- _EXCERPT TO READ_:
+ + + + +

I remember when Hell’s Kitchen was home to vagrants, prostitutes, car dealerships, strip clubs, and idling buses. No more. The car dealers remain (nowhere else to go), but the seedy side of Hell’s Kitchen is history.
Walk the neighborhod now, and you find spanking-new Off-Broadway theaters, upscale apartment towers, boutique hotels, and trendy bars. There’s something new on almost every block. A restaurant boom promised in the Post two years ago hasn’t quite materialized. It’s getting better, but it’s not there yet.
Print Restaurant opened three years ago in the Ink48 Hotel, at Hell’s Kitchen’s most remote address, 48th Street and Eleventh Avenue. There’s nothing wrong with the neighborhood any more, but it’s a loooong hike from the subway.
You can guess the theme here, in this renovated printing plant. The rooftop lounge/bar is called Press, which I visited a while back. You’ll quickly forget the drinks, but the view is one of the city’s best. Even the NYT’s Frank Bruni loved it.
It’s pretty clear that Print was meant to be more than just a hotel cafeteria. Early publicity mentioned chef Charles Rodriguez’s past work with Thomas Keller and Charlie Trotter—maybe just a stage, but still. Starchitect David Rockwell, who never met a dark wood he didn’t like, designed the dining room.

+ + + + +

- _DATA SECTION_:

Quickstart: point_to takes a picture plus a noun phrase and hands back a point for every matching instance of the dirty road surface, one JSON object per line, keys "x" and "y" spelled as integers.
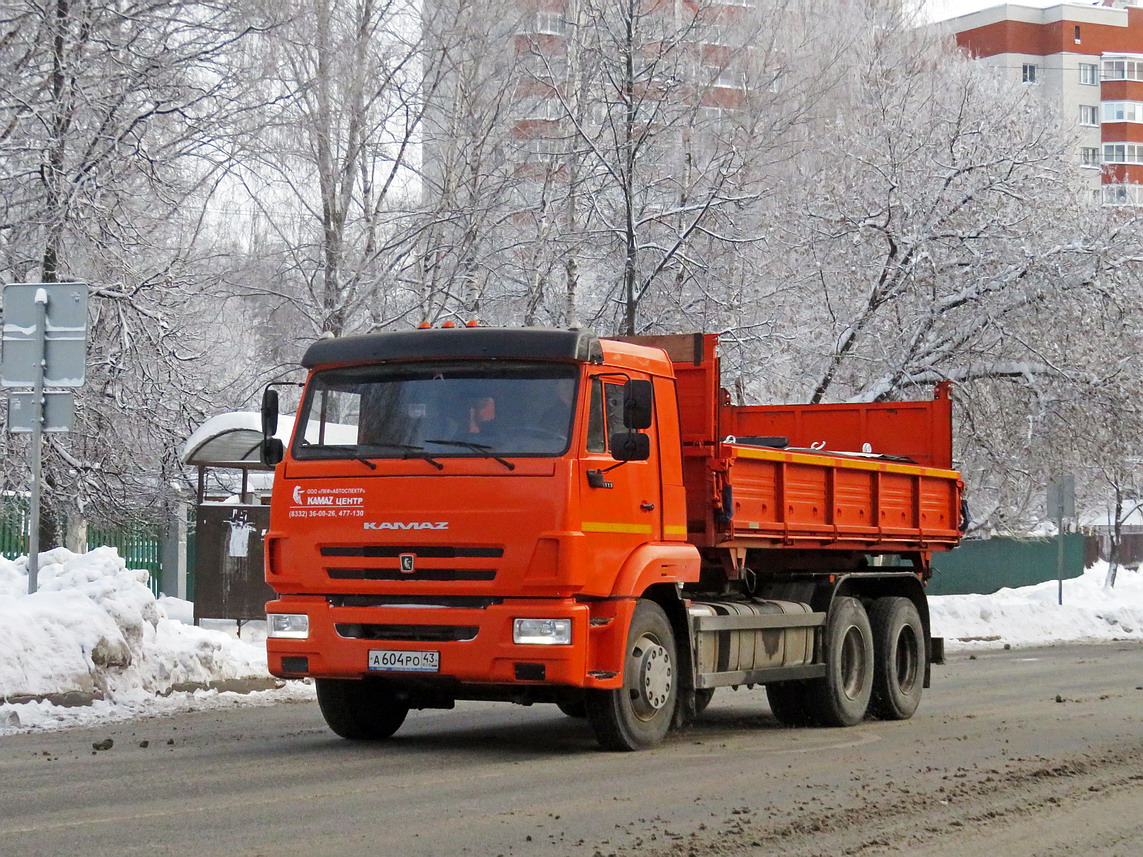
{"x": 1020, "y": 753}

+ + + + +

- _JOBS_:
(1) Output the passage of the Hell's Kitchen review from "It’s pretty clear" up to and including "the dining room.".
(2) According to the Hell's Kitchen review, where is Print Restaurant located?
(3) List every person mentioned by name in the Hell's Kitchen review.
The listing has no connection to the Hell's Kitchen review.

- _RESPONSES_:
(1)
It’s pretty clear that Print was meant to be more than just a hotel cafeteria. Early publicity mentioned chef Charles Rodriguez’s past work with Thomas Keller and Charlie Trotter—maybe just a stage, but still. Starchitect David Rockwell, who never met a dark wood he didn’t like, designed the dining room.

(2) In the Ink48 Hotel, at 48th Street and Eleventh Avenue.

(3)
Frank Bruni
Charles Rodriguez
Thomas Keller
Charlie Trotter
David Rockwell